Text to read:
= = = = =

#Scalable K-means Clustering
Dask is a flexible parallel computing library for analytic computing and provides parallelized NumPy array and Pandas DataFrame objects.
While the ordinary Lloyd's algorithm could fit into memory on most modern machines for small datasets, here we'll take a more scalable approach, utilizing Dask to do our data ingestion and manipulation out-of-core.
A good place to start with : https://jakevdp.github.io/blog/2015/08/14/out-of-core-dataframes-in-python/
Sample Instruction to begin with:
import numpy as np
from sklearn.datasets.samples_generator import make_blobs
import dask.array as da
from dask.dot import dot_graph
from sklearn import metrics
from kmeans import kmeans
# Generate sample data
centers = [[1, 1], [-1, -1], [1, -1]]
X, labels_true = make_blobs(n_samples=30, centers=centers, cluster_std=0.5,
random_state=0)
result = kmeans(X, k=10)
# Print Task-Scheduling graph
dot_graph(result[0].dask, filename='clusters')
dot_graph(result[1].dask, filename='centroids')
print "Result:\nClusters"
print result[0].compute()
print "Centroids"
print result[1].compute()
print("Silhouette Coefficient: %0.3f"
% metrics.silhouette_score(X.tolist(), result[0].compute().tolist(), metric='euclidean'))

= = = = =

Problem details:
Copy the k-means clustering text from "result = kmeans(X, k=10)" through "print result[1].compute()", switching "filename" to "outfile" wherever it occurs.

A run of rows:

= = = = =

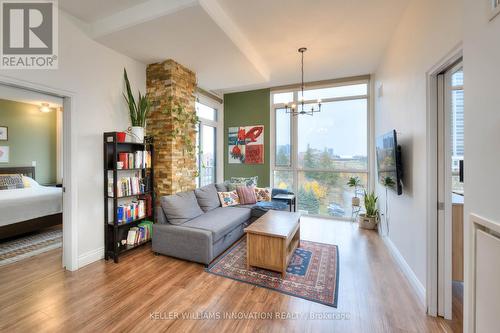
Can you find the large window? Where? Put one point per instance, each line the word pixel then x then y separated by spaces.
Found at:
pixel 457 128
pixel 206 137
pixel 314 156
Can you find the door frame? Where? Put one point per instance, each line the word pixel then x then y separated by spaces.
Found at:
pixel 433 237
pixel 70 180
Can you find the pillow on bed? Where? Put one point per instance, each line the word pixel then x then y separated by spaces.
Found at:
pixel 29 182
pixel 9 182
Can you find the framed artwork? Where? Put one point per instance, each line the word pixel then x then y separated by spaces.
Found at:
pixel 246 144
pixel 4 131
pixel 4 154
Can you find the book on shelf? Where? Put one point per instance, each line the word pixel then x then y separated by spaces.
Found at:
pixel 126 213
pixel 137 160
pixel 127 186
pixel 140 234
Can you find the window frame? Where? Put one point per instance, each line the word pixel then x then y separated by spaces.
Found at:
pixel 294 167
pixel 217 125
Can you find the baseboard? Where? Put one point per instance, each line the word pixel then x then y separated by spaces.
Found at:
pixel 90 257
pixel 406 269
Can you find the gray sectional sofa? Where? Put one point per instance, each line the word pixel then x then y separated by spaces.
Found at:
pixel 193 225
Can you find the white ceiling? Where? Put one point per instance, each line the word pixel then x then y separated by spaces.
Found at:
pixel 93 10
pixel 239 44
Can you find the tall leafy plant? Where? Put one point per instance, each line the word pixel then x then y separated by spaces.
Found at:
pixel 138 110
pixel 371 204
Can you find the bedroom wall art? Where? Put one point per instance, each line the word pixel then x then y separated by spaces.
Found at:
pixel 246 144
pixel 4 133
pixel 4 154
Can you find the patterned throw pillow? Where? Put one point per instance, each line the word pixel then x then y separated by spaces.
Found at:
pixel 242 181
pixel 9 182
pixel 246 194
pixel 229 198
pixel 263 194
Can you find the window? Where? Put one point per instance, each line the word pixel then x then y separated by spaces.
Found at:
pixel 206 148
pixel 314 156
pixel 457 128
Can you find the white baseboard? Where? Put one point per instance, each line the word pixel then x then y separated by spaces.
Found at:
pixel 90 257
pixel 418 287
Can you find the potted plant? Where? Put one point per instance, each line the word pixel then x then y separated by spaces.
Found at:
pixel 369 220
pixel 354 182
pixel 138 111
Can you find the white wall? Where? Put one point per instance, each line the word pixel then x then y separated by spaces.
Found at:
pixel 482 120
pixel 428 31
pixel 95 74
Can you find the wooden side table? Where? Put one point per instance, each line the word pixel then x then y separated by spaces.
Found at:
pixel 289 198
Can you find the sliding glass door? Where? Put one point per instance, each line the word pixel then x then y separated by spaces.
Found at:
pixel 314 156
pixel 206 137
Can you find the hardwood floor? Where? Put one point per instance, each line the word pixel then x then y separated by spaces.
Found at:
pixel 140 292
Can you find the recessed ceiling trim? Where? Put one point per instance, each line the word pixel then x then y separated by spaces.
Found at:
pixel 138 14
pixel 231 29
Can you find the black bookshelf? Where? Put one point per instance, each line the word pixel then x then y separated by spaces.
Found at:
pixel 114 230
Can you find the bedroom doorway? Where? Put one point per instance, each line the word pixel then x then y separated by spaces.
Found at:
pixel 32 172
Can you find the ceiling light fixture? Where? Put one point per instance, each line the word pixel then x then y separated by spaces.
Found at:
pixel 304 109
pixel 45 108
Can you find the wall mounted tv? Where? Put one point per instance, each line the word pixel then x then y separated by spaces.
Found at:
pixel 389 160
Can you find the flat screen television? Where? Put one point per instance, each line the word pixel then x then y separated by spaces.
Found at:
pixel 389 160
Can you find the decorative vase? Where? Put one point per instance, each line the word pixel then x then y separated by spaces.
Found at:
pixel 367 222
pixel 137 134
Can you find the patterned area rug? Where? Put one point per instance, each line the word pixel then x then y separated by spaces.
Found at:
pixel 29 246
pixel 312 273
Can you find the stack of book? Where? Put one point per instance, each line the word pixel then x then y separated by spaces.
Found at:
pixel 140 234
pixel 127 213
pixel 137 160
pixel 127 186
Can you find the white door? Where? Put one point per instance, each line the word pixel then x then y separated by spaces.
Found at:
pixel 450 151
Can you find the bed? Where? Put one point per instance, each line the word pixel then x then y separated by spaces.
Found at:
pixel 28 209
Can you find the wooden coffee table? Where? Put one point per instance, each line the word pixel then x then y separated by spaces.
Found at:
pixel 272 240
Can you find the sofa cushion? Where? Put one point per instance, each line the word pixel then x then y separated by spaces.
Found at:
pixel 181 207
pixel 220 220
pixel 207 197
pixel 246 194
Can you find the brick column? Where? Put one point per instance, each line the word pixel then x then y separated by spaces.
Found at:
pixel 175 168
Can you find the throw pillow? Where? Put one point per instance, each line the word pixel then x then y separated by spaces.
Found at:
pixel 248 181
pixel 246 194
pixel 241 181
pixel 10 182
pixel 263 194
pixel 228 198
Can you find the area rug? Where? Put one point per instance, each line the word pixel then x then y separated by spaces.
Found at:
pixel 312 273
pixel 30 245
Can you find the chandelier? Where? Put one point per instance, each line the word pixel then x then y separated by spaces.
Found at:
pixel 304 109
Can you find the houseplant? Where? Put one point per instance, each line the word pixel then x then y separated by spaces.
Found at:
pixel 369 220
pixel 354 182
pixel 138 111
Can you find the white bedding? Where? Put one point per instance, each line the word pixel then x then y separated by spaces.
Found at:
pixel 28 203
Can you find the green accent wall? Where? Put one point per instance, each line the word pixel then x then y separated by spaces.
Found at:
pixel 246 109
pixel 31 137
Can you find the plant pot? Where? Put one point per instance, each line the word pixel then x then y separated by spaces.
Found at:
pixel 367 222
pixel 137 134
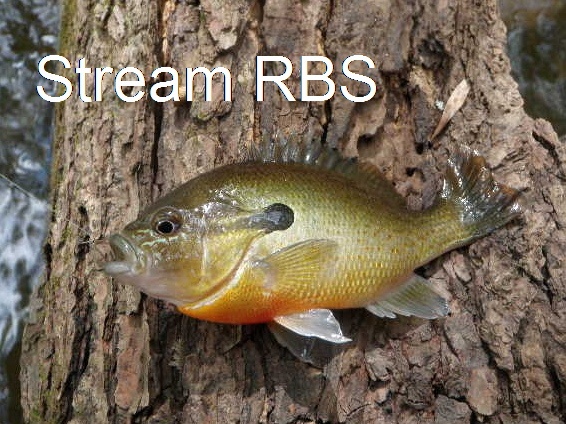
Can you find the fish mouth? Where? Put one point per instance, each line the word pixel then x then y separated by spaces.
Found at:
pixel 128 257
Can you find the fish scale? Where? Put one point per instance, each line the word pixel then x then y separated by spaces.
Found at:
pixel 285 237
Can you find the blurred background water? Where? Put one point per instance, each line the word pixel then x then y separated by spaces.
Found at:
pixel 28 31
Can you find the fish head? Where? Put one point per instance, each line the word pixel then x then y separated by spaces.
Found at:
pixel 184 255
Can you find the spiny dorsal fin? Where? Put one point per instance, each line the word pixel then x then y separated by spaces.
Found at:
pixel 281 150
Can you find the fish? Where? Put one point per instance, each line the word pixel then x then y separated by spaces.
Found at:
pixel 296 231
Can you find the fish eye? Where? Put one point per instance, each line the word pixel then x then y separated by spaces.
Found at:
pixel 167 222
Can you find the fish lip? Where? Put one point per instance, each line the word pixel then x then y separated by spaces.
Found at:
pixel 128 257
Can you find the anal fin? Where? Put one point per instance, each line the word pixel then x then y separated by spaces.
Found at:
pixel 314 323
pixel 413 298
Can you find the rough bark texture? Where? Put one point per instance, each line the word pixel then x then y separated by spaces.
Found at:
pixel 98 352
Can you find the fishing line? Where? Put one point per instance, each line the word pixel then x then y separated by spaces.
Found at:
pixel 83 232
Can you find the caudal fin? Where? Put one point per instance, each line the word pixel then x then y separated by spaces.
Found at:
pixel 482 203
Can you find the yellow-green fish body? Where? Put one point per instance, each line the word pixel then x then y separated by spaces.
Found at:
pixel 289 235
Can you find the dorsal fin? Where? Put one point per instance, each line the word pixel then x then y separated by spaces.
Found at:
pixel 314 153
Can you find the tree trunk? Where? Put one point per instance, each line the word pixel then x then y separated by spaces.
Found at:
pixel 95 351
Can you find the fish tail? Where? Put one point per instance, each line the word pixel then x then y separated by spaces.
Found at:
pixel 481 203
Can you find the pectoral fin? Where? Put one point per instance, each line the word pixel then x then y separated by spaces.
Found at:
pixel 415 297
pixel 292 269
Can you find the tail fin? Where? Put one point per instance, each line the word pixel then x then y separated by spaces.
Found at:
pixel 481 202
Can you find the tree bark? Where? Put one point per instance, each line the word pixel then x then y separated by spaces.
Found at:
pixel 95 351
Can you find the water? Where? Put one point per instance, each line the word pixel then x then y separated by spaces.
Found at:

= = = = =

Answer to the exercise:
result = kmeans(X, k=10)
# Print Task-Scheduling graph
dot_graph(result[0].dask, outfile='clusters')
dot_graph(result[1].dask, outfile='centroids')
print "Result:\nClusters"
print result[0].compute()
print "Centroids"
print result[1].compute()